┌─ ENTRIES SHOWN

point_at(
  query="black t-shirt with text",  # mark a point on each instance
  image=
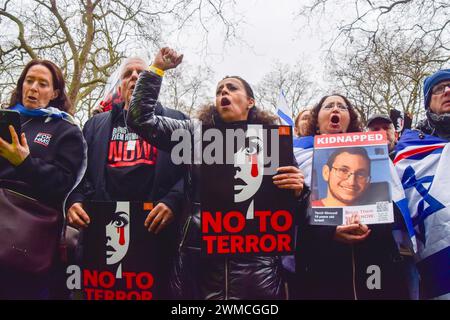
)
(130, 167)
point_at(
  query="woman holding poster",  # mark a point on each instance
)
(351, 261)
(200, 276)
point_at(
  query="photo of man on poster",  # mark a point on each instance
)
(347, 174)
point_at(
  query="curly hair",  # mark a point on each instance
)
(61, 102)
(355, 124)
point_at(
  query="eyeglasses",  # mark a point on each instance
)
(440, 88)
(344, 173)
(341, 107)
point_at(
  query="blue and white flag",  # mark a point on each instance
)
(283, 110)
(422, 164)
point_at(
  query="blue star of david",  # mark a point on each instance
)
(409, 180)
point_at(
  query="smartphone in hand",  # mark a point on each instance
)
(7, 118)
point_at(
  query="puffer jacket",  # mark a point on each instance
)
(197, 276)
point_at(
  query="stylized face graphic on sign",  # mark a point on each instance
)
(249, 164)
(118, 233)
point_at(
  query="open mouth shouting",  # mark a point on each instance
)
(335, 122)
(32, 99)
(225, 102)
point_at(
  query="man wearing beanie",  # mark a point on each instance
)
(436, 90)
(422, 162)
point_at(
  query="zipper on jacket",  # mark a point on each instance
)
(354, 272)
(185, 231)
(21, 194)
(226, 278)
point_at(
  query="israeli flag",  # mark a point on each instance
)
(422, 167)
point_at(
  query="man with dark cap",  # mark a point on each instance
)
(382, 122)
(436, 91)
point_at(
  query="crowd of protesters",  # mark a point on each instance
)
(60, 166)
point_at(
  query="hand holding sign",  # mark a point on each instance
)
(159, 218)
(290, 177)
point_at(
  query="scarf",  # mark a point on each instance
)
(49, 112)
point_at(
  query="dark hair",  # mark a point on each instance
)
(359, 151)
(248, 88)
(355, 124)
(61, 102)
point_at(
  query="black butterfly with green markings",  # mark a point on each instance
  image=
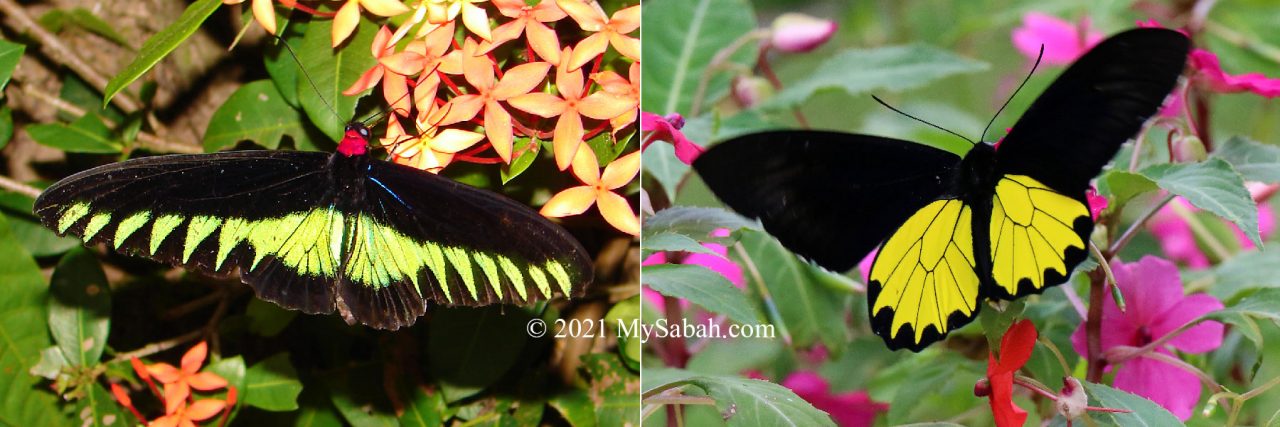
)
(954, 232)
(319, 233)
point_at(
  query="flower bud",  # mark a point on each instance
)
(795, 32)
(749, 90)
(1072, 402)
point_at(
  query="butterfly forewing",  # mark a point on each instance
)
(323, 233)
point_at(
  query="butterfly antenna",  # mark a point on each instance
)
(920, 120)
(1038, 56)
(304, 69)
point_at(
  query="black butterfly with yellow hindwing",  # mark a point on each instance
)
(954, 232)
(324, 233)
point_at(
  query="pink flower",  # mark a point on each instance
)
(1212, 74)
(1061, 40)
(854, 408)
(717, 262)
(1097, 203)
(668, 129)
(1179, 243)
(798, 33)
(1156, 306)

└─

## DESCRIPTION OF THE TASK
Output every entry verbatim. Pictures do not belong in the copy.

## OUTPUT BELOW
point_at(
  query="black t-shirt with text",  # mark a point on each instance
  image=
)
(130, 167)
point_at(
  query="woman holding poster",  # mark a point on each instance
)
(351, 261)
(200, 276)
point_at(
  query="photo of man on poster",  # mark a point on each instance
)
(347, 174)
point_at(
  query="curly hair",  # mark a point on each instance
)
(61, 102)
(355, 124)
point_at(
  query="eyeglasses",  # mark a point on each instance
)
(440, 88)
(344, 173)
(341, 107)
point_at(
  query="blue and white flag",  # mark a point on each instance
)
(283, 110)
(422, 164)
point_at(
  query="blue star of david",  # mark a point on each instance
)
(409, 180)
point_at(
  query="smartphone in hand",  # mark a point on each instance
)
(7, 118)
point_at(
  query="puffer jacket",  # mark a point on each instance
)
(197, 276)
point_at(
  query="stylized face graphic on sign",  # mark a point on each instance
)
(249, 164)
(118, 233)
point_at(
  query="open mouth shouting",  # mark a point on each instance
)
(335, 122)
(32, 99)
(225, 102)
point_at(
  query="man wearing beanie",  # mark a point on each instance
)
(436, 90)
(422, 162)
point_at(
  query="zipper on jacket",  # mark a point on each instance
)
(354, 272)
(185, 231)
(21, 194)
(226, 278)
point_at(
  query="israeli flag",  # mark a point on each instance
)
(422, 167)
point_at(
  query="man with dark cap",  # mark a point on each instance
)
(382, 122)
(436, 91)
point_at(
  query="crowd of protesters",  # mark a point on each instance
)
(60, 166)
point_at(
  query="hand holding sign",  # mark a point on each instance
)
(159, 218)
(290, 177)
point_at(
  query="scarf",  # mark a point on each instance
)
(49, 112)
point_at(
  query="dark hair",  # mark a point on each instance
)
(359, 151)
(248, 88)
(355, 124)
(61, 102)
point_at(
  query="black butterfly with green markings",  # mark a point on each instance
  image=
)
(954, 232)
(319, 233)
point_at(
  query="flower bud",  # mark a point on each instance
)
(795, 32)
(749, 90)
(1072, 402)
point_at(
  query="butterfly forewing",  # mark a point on each instance
)
(323, 233)
point_at(
  query="butterfly antenna",  # mark a point on each instance
)
(920, 120)
(1038, 56)
(304, 69)
point_at(
  query="black butterfly with yellow hindwing",  # mark a point on each instance
)
(954, 232)
(324, 233)
point_at(
  query="pink flower",  # mark a point on each instance
)
(1212, 74)
(1061, 40)
(854, 408)
(717, 262)
(1097, 203)
(668, 129)
(1179, 243)
(798, 33)
(1156, 306)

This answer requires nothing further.